▶ [PROBLEM]
Exactly reproduce the entries, dropping any pictures from your copy.

* begin RECORD EXCERPTS *

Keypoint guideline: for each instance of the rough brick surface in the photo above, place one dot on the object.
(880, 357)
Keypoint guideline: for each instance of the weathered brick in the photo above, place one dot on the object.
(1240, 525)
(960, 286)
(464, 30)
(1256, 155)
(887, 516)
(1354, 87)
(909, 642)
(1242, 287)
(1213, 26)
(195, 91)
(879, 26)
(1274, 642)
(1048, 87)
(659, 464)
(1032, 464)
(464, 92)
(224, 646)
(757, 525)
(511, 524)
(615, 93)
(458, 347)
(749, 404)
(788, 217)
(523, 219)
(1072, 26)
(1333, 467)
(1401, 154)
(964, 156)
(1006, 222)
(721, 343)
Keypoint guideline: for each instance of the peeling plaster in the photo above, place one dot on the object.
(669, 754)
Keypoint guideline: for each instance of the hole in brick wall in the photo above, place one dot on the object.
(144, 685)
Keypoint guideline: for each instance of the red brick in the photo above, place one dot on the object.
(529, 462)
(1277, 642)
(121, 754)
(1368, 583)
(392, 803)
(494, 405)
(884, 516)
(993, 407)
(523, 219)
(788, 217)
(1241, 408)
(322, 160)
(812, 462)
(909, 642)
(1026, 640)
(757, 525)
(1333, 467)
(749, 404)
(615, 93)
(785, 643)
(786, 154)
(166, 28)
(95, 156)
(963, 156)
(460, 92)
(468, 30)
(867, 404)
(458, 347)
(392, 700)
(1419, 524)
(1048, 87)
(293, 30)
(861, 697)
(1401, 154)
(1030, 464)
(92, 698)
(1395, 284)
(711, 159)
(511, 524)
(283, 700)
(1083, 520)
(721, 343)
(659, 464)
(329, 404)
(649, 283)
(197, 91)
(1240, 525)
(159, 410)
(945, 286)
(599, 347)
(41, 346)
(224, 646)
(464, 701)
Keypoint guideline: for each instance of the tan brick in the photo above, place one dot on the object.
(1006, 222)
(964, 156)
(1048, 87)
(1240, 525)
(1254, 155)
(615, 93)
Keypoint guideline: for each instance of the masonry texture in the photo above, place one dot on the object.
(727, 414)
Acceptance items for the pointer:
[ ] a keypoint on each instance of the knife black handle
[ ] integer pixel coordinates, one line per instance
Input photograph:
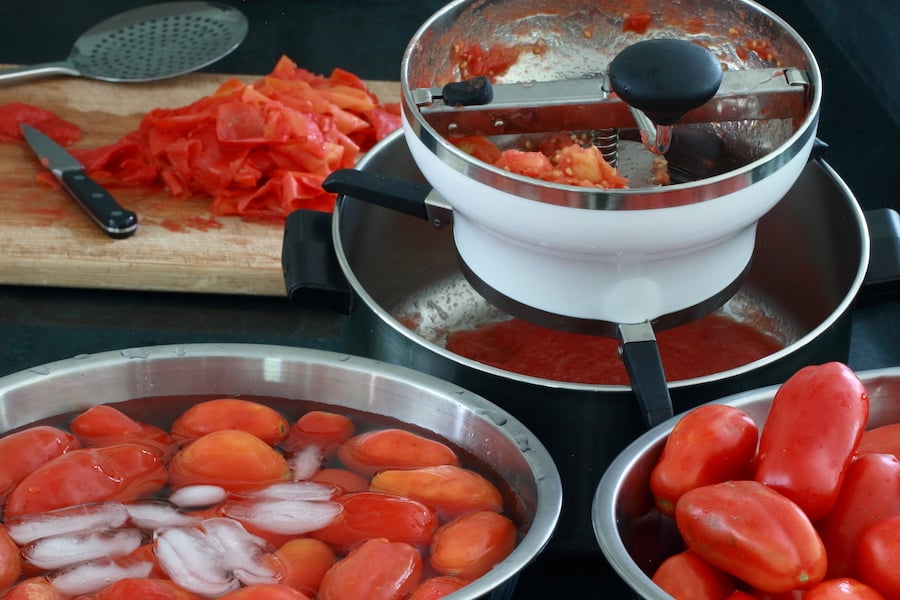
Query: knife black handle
(99, 204)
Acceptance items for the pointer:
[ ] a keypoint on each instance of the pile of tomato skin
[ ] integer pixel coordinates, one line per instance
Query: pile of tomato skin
(807, 506)
(258, 150)
(414, 524)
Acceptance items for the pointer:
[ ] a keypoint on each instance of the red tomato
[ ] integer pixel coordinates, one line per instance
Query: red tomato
(266, 591)
(24, 451)
(375, 570)
(32, 589)
(112, 473)
(369, 515)
(326, 430)
(844, 588)
(478, 147)
(14, 113)
(751, 531)
(686, 576)
(435, 588)
(450, 490)
(230, 413)
(148, 589)
(877, 557)
(810, 435)
(347, 480)
(710, 444)
(231, 458)
(373, 451)
(469, 546)
(103, 425)
(638, 23)
(10, 562)
(881, 440)
(475, 61)
(870, 492)
(302, 562)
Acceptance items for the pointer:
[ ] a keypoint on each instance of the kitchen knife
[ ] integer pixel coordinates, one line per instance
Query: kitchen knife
(96, 201)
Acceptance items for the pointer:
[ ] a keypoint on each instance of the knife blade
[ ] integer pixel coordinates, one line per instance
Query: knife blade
(96, 201)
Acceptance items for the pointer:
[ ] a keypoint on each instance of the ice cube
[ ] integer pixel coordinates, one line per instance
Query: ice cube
(193, 562)
(92, 576)
(82, 517)
(68, 549)
(290, 517)
(152, 515)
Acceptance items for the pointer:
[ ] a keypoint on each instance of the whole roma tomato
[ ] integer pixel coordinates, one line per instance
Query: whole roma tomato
(377, 569)
(302, 563)
(345, 479)
(265, 591)
(24, 451)
(686, 576)
(749, 530)
(884, 439)
(373, 451)
(710, 444)
(255, 418)
(877, 557)
(470, 545)
(367, 515)
(814, 426)
(230, 458)
(103, 425)
(870, 492)
(155, 589)
(10, 562)
(35, 588)
(844, 588)
(434, 588)
(450, 490)
(121, 473)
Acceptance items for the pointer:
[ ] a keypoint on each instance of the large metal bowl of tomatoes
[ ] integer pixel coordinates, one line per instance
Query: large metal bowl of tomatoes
(787, 491)
(243, 471)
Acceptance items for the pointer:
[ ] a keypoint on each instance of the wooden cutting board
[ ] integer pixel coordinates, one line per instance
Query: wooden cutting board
(46, 240)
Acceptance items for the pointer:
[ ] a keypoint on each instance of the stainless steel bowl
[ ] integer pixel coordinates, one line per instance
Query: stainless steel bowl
(311, 376)
(634, 537)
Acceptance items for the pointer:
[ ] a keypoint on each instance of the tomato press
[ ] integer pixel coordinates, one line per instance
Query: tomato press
(724, 93)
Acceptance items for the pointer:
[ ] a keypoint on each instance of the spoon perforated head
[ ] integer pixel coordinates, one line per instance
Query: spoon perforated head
(149, 43)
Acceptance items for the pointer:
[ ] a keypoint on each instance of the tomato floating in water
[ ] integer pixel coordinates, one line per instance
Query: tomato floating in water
(376, 570)
(710, 444)
(112, 473)
(230, 458)
(13, 114)
(24, 451)
(808, 463)
(230, 413)
(709, 345)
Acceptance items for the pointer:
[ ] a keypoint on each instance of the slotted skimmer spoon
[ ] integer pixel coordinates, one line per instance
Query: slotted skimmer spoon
(148, 43)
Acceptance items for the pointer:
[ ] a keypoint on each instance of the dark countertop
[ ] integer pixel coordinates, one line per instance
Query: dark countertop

* end RECORD EXCERPTS *

▶ [ANSWER FOR THE TASK]
Keypoint guideline: for each instance of the rough brick surface in the photo above, place one dot on the object.
(880, 357)
Keypoint guideline: for each instance of the weathered brick in the photo above, place one dot on the object.
(1240, 525)
(960, 286)
(464, 30)
(1256, 155)
(887, 516)
(1354, 87)
(909, 642)
(1242, 287)
(1213, 26)
(195, 91)
(879, 26)
(1274, 642)
(1048, 87)
(659, 464)
(1032, 464)
(464, 92)
(224, 646)
(757, 525)
(511, 524)
(615, 93)
(458, 347)
(749, 404)
(788, 217)
(523, 219)
(1072, 26)
(1333, 467)
(1401, 154)
(964, 156)
(1006, 222)
(721, 343)
Keypoint guideline: for each instance of the peeling plaster in the photo above, place one dot on the object.
(669, 754)
Keypoint guideline: for each instance of the hole in brick wall in the photo above, place one dot on the object.
(144, 685)
Keypoint guideline: for each instance of the red brick in the photo above, place one dot on the object.
(529, 462)
(1277, 642)
(121, 754)
(1368, 583)
(392, 803)
(494, 405)
(884, 516)
(993, 407)
(523, 219)
(788, 217)
(1241, 408)
(322, 160)
(812, 462)
(909, 642)
(1026, 640)
(757, 525)
(1333, 467)
(749, 404)
(615, 93)
(785, 643)
(786, 154)
(166, 28)
(95, 156)
(963, 156)
(460, 92)
(468, 30)
(867, 404)
(458, 347)
(392, 700)
(1419, 524)
(1048, 87)
(293, 30)
(861, 697)
(1401, 154)
(1030, 464)
(92, 698)
(1395, 284)
(711, 159)
(511, 524)
(283, 700)
(1083, 520)
(721, 343)
(659, 464)
(329, 404)
(649, 283)
(197, 91)
(1240, 525)
(159, 410)
(945, 286)
(599, 347)
(41, 346)
(224, 646)
(464, 701)
Keypoint guideline: for each instance of the tan brick in the photo above, place one dot on the object.
(1006, 222)
(964, 156)
(1048, 87)
(1240, 525)
(1254, 155)
(615, 93)
Keypoint guideline: for each instance of the masonry texture in the photo above, place one dot on the object.
(727, 414)
Acceptance items for the pointer:
[ ] a keypoint on each instance of the knife black handle
[ ] integer pixel coordinates, one line per instance
Input photograph:
Query: knife black handle
(99, 204)
Acceptance items for the pointer:
[ ] a keypoint on each instance of the pile of tomato skin
[ ] integer pixel coordinates, one line per instance
Query: pile of tomato skin
(807, 506)
(258, 150)
(414, 524)
Acceptance items for the pointer:
[ ] a keypoint on each instance of the red tomato
[ ] integer pixel coordinates, one line per instance
Query: red tomato
(266, 591)
(24, 451)
(375, 570)
(32, 589)
(112, 473)
(369, 515)
(326, 430)
(844, 588)
(478, 147)
(14, 113)
(751, 531)
(686, 576)
(435, 588)
(450, 490)
(230, 413)
(148, 589)
(877, 557)
(810, 435)
(347, 480)
(710, 444)
(231, 458)
(373, 451)
(469, 546)
(103, 425)
(638, 23)
(10, 562)
(881, 440)
(475, 61)
(870, 492)
(302, 562)
Acceptance items for the pointer:
[ ] a keypoint on each instance of the kitchen knife
[ ] integer pixel coordinates, one line per instance
Query: kitchen knife
(96, 201)
Acceptance items for the pointer:
[ ] a keypoint on each instance of the knife blade
[ ] integer pixel coordinates, one line per instance
Query: knife blade
(96, 201)
Acceptance items for the pointer:
[ ] a keypoint on each instance of the ice cube
[ ] integer pixel coordinates, one line per instance
Query: ice cube
(193, 562)
(92, 576)
(82, 517)
(68, 549)
(290, 517)
(152, 515)
Acceptance items for the pointer:
[ ] a keypoint on each instance of the whole roma tomato
[ ] integer pixel coordinates, one line per instance
Query: whole roma tomato
(377, 569)
(302, 563)
(345, 479)
(265, 591)
(24, 451)
(686, 576)
(749, 530)
(884, 439)
(373, 451)
(710, 444)
(255, 418)
(877, 557)
(470, 545)
(367, 515)
(814, 426)
(230, 458)
(103, 425)
(870, 492)
(155, 589)
(10, 562)
(35, 588)
(844, 588)
(434, 588)
(450, 490)
(121, 473)
Acceptance items for the pointer:
[ ] a keypoint on each instance of the large metal bowl of tomatoes
[ ] integer pixel coordinates, one line per instance
Query: large metal bowl of tomatoes
(787, 491)
(243, 471)
Acceptance items for the pointer:
[ ] a keypoint on each instance of the wooden cutting board
[ ] integer pixel coordinates, one line per instance
Query: wooden cutting board
(46, 240)
Acceptance items for the pointer:
[ ] a keypoint on each instance of the stainless steel bowl
[ ] integer pixel coordinates, one line per instance
Query: stainless steel bowl
(311, 376)
(634, 537)
Acceptance items for the pointer:
[ ] a keypoint on each instance of the tomato press
[ ] integer pixel coordinates, one line per instance
Query: tomato press
(724, 93)
Acceptance items for the pointer:
[ ] a keypoint on each instance of the spoon perforated head
[ ] integer pixel coordinates, one line per instance
Query: spoon perforated head
(149, 43)
Acceptance items for the pointer:
[ ] a keypoint on each instance of the tomato floating in water
[ ] integer pixel coordinates, one line per instance
Query: tomato floating in water
(376, 570)
(710, 444)
(112, 473)
(230, 458)
(13, 114)
(24, 451)
(808, 463)
(230, 413)
(709, 345)
Acceptance items for the pointer:
[ ] a keypoint on each instance of the slotted skimmer spoon
[ ] integer pixel coordinates, one line per instance
Query: slotted skimmer spoon
(148, 43)
Acceptance items for the pointer:
[ ] a keypoint on each instance of the dark countertop
[ ] integer pixel coordinates, one line per instance
Query: dark countertop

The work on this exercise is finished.